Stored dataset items
══════════════════════════════

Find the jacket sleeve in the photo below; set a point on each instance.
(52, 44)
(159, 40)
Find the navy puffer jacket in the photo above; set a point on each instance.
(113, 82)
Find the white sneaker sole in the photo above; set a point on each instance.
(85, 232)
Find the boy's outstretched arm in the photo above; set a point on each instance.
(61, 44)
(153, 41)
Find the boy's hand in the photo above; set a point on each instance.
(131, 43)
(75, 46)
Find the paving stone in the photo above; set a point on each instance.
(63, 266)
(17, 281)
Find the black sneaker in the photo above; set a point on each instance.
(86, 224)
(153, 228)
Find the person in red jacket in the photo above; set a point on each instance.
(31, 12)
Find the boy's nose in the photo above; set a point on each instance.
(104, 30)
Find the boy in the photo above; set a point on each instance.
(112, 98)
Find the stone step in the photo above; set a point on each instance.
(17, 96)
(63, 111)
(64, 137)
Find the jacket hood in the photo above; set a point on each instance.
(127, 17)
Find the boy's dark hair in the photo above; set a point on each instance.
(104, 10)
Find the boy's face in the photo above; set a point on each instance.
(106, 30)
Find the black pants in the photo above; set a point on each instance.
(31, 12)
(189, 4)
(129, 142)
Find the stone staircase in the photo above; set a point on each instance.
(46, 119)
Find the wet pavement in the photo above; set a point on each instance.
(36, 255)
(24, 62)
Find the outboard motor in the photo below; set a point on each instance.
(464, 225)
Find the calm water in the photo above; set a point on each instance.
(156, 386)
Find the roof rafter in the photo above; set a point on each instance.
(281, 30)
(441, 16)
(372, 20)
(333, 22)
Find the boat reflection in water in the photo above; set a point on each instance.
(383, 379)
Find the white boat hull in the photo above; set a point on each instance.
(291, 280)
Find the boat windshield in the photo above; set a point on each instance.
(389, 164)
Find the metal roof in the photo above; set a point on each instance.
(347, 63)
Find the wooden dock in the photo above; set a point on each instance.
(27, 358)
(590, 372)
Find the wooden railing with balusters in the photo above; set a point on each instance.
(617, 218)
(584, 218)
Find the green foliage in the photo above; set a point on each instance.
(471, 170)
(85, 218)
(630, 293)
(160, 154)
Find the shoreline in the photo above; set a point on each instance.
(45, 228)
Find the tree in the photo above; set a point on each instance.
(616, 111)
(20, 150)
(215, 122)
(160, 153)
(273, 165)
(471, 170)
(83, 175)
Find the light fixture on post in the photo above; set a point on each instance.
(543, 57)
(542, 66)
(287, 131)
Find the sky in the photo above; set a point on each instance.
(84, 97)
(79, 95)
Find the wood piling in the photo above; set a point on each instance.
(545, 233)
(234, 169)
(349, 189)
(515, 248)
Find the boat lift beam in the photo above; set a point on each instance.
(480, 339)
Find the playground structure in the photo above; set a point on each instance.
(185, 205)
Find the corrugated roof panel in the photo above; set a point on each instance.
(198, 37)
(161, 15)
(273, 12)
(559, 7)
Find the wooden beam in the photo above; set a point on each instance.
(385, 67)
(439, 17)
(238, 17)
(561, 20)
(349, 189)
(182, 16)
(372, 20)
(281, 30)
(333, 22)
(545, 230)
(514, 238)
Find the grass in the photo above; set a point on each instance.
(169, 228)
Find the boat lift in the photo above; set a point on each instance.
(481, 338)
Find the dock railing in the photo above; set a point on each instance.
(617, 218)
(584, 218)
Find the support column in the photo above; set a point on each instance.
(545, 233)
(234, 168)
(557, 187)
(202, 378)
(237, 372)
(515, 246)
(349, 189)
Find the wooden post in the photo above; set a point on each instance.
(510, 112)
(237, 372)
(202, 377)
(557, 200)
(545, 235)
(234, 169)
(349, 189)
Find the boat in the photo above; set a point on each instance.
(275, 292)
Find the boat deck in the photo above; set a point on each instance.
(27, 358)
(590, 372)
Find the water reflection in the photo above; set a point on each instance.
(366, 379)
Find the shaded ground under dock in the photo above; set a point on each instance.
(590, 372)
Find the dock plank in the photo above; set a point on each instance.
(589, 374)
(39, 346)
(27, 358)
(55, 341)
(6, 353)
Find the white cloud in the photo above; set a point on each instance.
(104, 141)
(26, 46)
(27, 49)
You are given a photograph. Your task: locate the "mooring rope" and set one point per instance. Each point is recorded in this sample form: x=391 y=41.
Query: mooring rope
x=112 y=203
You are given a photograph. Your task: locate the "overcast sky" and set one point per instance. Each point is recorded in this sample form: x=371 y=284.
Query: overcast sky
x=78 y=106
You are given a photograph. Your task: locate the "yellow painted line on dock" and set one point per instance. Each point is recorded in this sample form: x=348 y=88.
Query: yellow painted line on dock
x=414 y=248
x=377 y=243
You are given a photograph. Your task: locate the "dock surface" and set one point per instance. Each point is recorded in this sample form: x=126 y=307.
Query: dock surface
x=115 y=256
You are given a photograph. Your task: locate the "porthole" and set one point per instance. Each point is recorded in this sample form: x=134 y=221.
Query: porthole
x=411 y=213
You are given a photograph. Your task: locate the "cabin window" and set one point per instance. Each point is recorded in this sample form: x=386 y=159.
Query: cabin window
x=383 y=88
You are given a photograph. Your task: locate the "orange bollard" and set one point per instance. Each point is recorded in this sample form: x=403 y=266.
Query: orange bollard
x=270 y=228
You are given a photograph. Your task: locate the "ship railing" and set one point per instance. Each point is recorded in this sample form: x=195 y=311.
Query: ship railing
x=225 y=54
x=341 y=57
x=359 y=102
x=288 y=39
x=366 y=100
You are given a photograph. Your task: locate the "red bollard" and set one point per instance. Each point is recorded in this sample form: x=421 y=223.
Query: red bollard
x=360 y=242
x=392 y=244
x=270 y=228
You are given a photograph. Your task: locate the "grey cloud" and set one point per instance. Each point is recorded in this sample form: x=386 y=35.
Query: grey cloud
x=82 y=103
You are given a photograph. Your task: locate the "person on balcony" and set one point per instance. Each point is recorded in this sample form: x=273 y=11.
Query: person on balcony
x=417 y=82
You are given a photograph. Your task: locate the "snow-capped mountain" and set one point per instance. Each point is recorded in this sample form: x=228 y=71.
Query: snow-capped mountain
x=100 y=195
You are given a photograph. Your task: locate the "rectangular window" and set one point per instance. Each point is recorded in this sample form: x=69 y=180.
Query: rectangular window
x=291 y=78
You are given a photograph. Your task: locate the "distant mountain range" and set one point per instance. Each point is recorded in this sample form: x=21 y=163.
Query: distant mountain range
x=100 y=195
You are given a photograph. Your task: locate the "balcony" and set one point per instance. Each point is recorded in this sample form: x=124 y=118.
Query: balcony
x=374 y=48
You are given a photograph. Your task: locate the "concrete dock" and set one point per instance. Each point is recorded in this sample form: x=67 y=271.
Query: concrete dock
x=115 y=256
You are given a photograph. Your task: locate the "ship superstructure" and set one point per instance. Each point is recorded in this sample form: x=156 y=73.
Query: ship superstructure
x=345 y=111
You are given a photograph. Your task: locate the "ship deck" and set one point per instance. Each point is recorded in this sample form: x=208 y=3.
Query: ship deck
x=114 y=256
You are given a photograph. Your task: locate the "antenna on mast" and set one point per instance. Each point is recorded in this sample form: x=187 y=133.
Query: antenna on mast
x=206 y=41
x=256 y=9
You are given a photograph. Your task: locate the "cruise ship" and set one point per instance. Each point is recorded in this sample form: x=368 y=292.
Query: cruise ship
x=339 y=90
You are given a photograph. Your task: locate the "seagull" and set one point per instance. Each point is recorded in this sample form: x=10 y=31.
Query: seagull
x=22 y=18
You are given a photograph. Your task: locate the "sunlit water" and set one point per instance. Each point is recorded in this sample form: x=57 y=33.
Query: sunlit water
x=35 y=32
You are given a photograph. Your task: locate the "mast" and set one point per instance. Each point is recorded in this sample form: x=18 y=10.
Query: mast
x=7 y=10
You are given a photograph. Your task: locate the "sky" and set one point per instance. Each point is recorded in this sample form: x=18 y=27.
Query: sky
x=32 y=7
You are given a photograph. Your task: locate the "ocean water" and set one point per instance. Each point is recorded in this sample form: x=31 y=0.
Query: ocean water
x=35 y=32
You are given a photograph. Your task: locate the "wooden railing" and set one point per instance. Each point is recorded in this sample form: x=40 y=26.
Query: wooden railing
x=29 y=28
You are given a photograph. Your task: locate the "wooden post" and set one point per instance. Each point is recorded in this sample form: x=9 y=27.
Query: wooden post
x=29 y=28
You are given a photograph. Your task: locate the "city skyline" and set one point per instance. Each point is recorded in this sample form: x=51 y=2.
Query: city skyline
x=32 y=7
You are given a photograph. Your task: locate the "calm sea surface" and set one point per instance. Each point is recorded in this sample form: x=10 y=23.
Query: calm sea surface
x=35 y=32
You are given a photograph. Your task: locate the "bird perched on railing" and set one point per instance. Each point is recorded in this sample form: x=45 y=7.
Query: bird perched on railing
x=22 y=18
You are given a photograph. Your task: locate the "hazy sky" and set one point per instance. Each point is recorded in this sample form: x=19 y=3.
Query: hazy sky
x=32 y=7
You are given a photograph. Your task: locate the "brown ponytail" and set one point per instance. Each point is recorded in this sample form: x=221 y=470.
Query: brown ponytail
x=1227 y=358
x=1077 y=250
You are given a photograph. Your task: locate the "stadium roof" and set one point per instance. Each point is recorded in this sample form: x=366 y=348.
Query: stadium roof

══════════════════════════════

Work required: Out of the records, collect only those lines that contain the string "stadium".

Reply to the task:
You are given a photograph. Your task: locate the "stadium roof" and set one point per instance. Each point is recorded in this sample form: x=366 y=348.
Query: stadium roof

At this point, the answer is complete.